### WRITTEN REQUEST
Render the stretch of data from the line containing "rack with a bounding region." through the line containing "[309,102,341,148]" as a Markdown table with the columns No. and Entry, one row per line, leaving out blank lines.

### EXERCISE INPUT
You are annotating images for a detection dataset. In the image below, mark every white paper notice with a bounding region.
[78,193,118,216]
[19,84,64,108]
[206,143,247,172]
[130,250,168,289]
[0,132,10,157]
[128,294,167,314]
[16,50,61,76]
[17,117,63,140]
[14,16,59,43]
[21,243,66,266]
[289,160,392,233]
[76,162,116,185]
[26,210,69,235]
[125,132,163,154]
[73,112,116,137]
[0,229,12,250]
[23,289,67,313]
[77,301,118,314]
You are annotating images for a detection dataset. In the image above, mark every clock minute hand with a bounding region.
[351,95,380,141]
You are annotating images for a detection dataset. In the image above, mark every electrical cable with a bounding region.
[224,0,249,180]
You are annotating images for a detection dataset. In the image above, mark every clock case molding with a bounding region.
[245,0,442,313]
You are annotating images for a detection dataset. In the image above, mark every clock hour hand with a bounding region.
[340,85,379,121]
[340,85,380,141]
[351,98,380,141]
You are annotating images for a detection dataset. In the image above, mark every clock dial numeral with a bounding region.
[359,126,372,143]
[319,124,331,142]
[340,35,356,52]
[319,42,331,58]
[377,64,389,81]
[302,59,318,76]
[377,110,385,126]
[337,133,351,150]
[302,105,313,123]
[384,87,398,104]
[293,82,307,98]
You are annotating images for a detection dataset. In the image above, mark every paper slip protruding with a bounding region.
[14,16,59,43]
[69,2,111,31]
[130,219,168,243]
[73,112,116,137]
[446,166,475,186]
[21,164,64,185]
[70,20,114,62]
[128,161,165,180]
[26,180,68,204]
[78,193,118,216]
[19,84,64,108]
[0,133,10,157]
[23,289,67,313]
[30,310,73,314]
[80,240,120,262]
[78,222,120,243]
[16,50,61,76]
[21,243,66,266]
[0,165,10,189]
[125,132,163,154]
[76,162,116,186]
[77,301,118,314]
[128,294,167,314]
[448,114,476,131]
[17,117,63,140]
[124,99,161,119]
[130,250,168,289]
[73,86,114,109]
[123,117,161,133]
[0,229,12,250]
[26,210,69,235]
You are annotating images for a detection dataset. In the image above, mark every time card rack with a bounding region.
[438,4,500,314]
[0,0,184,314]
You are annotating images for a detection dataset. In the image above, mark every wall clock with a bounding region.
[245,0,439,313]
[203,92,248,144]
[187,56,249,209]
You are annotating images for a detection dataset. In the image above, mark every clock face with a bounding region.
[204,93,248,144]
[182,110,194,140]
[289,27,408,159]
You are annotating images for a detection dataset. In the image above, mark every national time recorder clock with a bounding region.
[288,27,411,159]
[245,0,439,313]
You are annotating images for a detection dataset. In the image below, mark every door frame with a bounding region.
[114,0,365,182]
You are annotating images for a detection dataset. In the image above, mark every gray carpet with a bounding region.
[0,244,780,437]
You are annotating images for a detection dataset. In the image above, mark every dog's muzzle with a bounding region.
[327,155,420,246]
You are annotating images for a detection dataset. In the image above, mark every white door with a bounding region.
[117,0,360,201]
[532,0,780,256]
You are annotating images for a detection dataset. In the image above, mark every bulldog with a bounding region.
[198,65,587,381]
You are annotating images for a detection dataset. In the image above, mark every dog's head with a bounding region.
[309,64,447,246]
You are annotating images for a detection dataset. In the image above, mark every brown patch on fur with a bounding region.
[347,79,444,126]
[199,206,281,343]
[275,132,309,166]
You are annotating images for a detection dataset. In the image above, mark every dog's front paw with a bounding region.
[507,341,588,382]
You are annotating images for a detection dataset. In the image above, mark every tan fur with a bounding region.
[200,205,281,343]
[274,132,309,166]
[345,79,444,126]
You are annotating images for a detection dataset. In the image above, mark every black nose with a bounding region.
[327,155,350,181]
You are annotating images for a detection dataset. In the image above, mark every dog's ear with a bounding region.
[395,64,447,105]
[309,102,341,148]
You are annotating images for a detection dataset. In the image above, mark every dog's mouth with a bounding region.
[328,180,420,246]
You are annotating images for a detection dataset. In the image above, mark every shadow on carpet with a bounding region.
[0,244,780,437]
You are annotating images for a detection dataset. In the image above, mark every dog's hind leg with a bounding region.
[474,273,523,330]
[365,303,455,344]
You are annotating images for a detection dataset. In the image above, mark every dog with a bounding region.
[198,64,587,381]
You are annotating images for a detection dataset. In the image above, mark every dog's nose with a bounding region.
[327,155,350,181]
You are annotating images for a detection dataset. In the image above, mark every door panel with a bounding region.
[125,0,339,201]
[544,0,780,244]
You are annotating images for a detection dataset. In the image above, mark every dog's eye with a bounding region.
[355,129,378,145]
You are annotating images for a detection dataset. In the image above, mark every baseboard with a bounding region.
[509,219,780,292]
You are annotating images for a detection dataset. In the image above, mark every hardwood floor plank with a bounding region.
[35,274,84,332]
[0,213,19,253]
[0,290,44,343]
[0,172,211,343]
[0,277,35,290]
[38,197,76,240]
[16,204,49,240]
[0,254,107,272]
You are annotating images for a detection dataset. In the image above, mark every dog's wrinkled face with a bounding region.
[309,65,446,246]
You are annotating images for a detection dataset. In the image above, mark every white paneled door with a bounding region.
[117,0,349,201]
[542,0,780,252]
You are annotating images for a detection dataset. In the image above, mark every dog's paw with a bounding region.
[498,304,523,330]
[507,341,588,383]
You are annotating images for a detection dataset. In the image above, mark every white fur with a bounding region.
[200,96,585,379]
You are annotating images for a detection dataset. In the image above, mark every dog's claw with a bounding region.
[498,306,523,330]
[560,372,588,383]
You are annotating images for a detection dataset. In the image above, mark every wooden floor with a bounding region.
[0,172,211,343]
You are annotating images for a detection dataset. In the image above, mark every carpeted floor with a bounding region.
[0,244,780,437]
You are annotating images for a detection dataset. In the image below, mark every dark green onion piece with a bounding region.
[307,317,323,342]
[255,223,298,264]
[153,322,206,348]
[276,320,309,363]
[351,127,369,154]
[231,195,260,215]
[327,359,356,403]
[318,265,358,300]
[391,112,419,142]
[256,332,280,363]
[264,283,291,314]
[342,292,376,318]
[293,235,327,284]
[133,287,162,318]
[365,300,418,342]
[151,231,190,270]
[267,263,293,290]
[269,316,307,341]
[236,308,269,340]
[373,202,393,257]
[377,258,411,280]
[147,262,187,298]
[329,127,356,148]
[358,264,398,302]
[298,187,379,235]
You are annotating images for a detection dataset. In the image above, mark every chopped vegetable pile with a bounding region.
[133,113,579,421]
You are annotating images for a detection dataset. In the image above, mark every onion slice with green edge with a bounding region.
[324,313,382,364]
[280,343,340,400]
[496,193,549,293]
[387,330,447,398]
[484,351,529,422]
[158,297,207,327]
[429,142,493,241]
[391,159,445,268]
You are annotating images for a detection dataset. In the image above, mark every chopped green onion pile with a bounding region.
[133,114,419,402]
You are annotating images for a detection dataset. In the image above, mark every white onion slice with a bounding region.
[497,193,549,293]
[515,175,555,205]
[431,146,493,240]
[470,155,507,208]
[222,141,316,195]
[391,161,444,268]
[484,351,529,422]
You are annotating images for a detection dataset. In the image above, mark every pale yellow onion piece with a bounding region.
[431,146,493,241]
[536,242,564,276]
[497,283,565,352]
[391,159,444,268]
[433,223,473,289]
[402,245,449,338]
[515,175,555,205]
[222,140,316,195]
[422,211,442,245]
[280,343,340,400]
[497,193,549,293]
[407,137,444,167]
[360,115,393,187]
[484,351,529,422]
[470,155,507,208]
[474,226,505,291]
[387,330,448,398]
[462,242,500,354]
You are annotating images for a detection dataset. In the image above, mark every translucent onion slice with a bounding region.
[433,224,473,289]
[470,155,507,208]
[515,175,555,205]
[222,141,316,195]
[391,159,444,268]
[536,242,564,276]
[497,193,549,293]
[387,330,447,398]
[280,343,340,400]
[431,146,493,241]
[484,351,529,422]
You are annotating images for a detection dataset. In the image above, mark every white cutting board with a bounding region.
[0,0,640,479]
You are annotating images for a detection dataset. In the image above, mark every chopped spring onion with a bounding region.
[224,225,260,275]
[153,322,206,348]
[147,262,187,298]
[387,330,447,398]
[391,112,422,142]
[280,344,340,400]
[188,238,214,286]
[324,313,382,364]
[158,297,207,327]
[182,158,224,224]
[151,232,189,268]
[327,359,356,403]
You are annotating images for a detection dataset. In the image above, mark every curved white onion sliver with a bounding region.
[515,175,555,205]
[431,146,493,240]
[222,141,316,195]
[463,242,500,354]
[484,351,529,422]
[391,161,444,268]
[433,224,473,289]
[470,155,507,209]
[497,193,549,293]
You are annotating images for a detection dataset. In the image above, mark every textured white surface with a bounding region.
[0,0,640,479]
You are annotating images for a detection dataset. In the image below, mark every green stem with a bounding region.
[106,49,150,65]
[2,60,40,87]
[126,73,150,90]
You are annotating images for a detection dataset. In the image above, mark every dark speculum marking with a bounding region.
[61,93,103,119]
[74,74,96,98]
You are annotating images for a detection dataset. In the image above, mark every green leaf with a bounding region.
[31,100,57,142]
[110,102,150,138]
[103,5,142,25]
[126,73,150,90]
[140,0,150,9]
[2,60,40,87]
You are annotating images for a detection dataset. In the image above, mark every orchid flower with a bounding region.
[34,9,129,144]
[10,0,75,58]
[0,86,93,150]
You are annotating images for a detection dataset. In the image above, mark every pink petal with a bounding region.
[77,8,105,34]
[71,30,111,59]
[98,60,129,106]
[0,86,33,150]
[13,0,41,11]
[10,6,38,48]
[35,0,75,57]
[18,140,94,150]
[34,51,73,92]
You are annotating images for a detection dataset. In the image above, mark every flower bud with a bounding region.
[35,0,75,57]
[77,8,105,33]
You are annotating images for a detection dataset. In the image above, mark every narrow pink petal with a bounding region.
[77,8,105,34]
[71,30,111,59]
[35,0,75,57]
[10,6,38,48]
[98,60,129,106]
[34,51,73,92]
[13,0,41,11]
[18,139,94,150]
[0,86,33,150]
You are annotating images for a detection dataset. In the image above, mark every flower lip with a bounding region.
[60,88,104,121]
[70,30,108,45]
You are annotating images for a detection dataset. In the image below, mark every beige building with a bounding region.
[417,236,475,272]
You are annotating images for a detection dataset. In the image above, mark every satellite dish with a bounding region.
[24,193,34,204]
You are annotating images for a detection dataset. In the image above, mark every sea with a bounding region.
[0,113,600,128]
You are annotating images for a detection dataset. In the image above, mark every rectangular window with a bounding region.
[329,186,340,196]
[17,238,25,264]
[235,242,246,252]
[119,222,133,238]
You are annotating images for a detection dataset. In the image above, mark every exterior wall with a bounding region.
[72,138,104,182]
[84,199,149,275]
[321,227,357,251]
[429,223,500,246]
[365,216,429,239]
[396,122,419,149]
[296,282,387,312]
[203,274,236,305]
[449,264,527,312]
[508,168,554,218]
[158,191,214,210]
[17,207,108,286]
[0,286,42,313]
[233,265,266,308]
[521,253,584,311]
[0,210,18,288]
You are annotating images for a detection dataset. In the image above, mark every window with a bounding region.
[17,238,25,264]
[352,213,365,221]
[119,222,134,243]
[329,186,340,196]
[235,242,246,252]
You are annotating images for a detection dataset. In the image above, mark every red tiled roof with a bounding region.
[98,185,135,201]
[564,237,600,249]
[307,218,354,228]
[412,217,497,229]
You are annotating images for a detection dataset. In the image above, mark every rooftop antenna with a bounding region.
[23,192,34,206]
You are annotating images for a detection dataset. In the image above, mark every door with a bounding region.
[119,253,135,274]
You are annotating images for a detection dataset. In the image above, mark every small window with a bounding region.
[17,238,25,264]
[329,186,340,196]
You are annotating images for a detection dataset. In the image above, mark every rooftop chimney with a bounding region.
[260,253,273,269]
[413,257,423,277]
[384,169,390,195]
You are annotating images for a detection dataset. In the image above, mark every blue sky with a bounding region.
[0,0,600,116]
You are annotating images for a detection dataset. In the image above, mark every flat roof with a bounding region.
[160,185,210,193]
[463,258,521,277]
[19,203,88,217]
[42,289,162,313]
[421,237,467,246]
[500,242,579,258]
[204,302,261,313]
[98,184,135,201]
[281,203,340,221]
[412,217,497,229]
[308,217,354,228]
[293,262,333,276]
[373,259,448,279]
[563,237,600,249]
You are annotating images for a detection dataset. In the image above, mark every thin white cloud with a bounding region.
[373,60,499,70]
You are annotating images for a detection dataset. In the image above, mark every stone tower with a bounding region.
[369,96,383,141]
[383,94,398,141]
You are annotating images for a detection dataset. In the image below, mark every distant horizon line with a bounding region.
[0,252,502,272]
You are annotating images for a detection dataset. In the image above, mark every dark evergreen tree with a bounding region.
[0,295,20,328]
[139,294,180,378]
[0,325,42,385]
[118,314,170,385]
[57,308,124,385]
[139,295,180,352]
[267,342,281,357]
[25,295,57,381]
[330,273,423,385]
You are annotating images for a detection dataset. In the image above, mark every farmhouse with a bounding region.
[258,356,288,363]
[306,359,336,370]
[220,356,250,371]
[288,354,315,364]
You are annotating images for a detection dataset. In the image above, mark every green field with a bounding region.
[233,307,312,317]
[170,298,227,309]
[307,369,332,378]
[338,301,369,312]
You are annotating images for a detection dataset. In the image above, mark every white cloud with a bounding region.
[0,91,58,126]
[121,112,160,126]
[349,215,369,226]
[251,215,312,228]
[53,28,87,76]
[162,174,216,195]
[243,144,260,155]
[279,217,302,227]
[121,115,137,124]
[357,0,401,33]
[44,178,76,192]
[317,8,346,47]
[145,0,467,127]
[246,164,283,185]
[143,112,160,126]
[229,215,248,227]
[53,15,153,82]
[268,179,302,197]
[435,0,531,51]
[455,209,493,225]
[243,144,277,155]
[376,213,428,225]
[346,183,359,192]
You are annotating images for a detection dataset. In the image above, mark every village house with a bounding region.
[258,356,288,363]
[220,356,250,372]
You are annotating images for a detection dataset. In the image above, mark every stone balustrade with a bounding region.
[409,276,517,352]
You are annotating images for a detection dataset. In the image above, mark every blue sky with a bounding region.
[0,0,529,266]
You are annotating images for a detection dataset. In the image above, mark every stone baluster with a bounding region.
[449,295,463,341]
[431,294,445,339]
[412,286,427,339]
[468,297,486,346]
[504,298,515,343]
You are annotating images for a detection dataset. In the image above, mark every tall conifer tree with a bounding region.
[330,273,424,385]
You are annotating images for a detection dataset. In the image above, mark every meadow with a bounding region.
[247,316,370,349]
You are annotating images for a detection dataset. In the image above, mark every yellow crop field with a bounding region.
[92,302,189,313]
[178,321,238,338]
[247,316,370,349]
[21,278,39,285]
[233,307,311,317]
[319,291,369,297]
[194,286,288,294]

### EXERCISE ANSWER
| No. | Entry |
|---|---|
| 1 | You are annotating images for a detection dataset. In the image above, mark every time card rack with a bounding region. |
| 2 | [438,4,500,314] |
| 3 | [0,0,184,314] |
| 4 | You are annotating images for a detection dataset. In the image above, mark every wall clock with a bounding region. |
| 5 | [245,0,439,313] |
| 6 | [203,92,248,144] |
| 7 | [187,56,249,209] |
| 8 | You are annotating images for a detection dataset. In the image above, mark every clock face with a bounding region. |
| 9 | [204,93,248,144] |
| 10 | [182,110,194,140] |
| 11 | [289,27,408,159] |
| 12 | You are annotating images for a detection dataset. In the image above, mark every national time recorder clock with a bounding region. |
| 13 | [288,27,411,159] |
| 14 | [245,0,439,313] |
| 15 | You are annotating images for a detection dataset. In the image below, mark every door frame with a bounding region. |
| 16 | [114,0,365,182] |
| 17 | You are annotating images for a detection dataset. In the image above, mark every gray carpet with a bounding region. |
| 18 | [0,244,780,437] |
| 19 | You are annotating images for a detection dataset. In the image above, mark every dog's muzzle with a bounding region. |
| 20 | [327,155,420,246] |
| 21 | You are annotating images for a detection dataset. In the image above, mark every white door with a bounding region. |
| 22 | [117,0,360,201] |
| 23 | [532,0,780,256] |
| 24 | You are annotating images for a detection dataset. In the image above, mark every bulldog with a bounding region. |
| 25 | [198,65,587,381] |
| 26 | You are annotating images for a detection dataset. In the image above, mark every dog's head with a bounding region. |
| 27 | [309,64,447,246] |
| 28 | You are annotating images for a detection dataset. In the image above, mark every brown patch on fur with a bounding region. |
| 29 | [347,79,444,126] |
| 30 | [199,206,281,343] |
| 31 | [275,132,309,166] |
| 32 | You are annotating images for a detection dataset. In the image above, mark every dog's front paw with a bounding region. |
| 33 | [507,341,588,382] |
| 34 | You are annotating images for a detection dataset. In the image above, mark every tan fur with a bounding region. |
| 35 | [200,205,281,343] |
| 36 | [274,132,309,166] |
| 37 | [345,79,444,126] |
| 38 | You are annotating images for a detection dataset. In the image above, mark every black nose with a bounding region. |
| 39 | [327,155,350,181] |
| 40 | You are annotating images for a detection dataset. In the image above, mark every dog's ear with a bounding region. |
| 41 | [395,64,447,105] |
| 42 | [309,102,341,148] |